Haskell's built-in string type is a list of characters. This is mostly for
historical reasons, but it's also handy in education (installing extra
packages is a barrier for learners; list processing is common in introductory
courses, but lists are polymorphic/generic in their element type; lists of
characters are a nice concrete type, which follows on easily from "hello
world"); also there are arguments about the theoretical elegance of linked
lists, KISS for the builtins, whether there's concensus on what the best
alternative is, etc.

Anyone who cares about Haskell performance will have hit this early on, and be
using a different string implementation, as mentioned in the article. In
particular there's ByteString for C-like arrays of bytes, and there's Text
which is just a ByteString with extra metadata like character encoding. In
fact, ByteString doesn't have to be a single contiguous array: it can be a
list of "chunks", where each chunk contains a pointer to an array, an offset
and a length; this speeds up many operations, e.g. we can append ByteStrings
by adding chunks to the list (pointing to existing arrays), we can take
substrings by manipulating the offsets and lengths, etc. This is all perfectly
safe and predictable since the data is immutable, where other languages which
allow mutation might prefer to make copies of the data to reduce aliasing.

The other aspect is the buffering mode of the handle, which is discussed a
little in the article and its comments (e.g. line-based buffering, etc.).

------
bru
Title is missing a (2016).

* [DATA EXCERPT]:
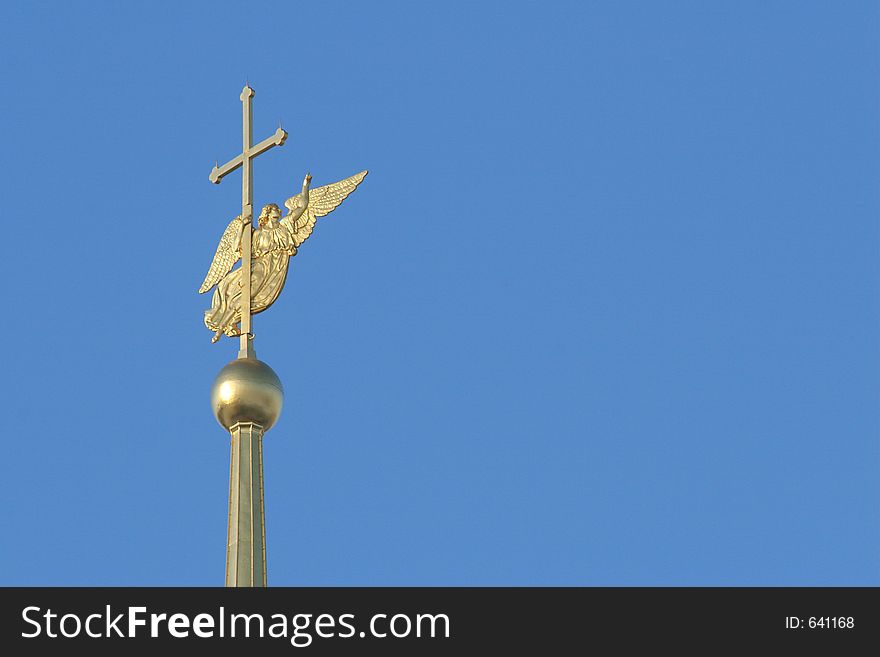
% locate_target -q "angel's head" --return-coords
[257,203,281,227]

* [GOAL]:
Answer these questions from the passage on Haskell strings.
1. What is Haskell's built-in string type?
2. According to the passage, what three things does each chunk of a ByteString contain?
3. What does the passage say Text adds to a ByteString?

* [THE RESPONSE]:
1. A list of characters.
2. A pointer to an array, an offset and a length.
3. Extra metadata, such as character encoding.